▶ [Exercise prompt]: Would you write out the records below exactly as given?

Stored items
........

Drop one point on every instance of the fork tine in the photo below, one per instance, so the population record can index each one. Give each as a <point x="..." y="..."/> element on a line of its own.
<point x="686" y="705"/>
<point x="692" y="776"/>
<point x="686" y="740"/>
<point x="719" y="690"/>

........

▶ [Worked solution]:
Drop one point on every instance of the fork tine in the photo below, one per instance, so the population record can index each one. Give each as a <point x="..." y="..."/> element on a line of its own.
<point x="686" y="705"/>
<point x="692" y="776"/>
<point x="686" y="740"/>
<point x="719" y="690"/>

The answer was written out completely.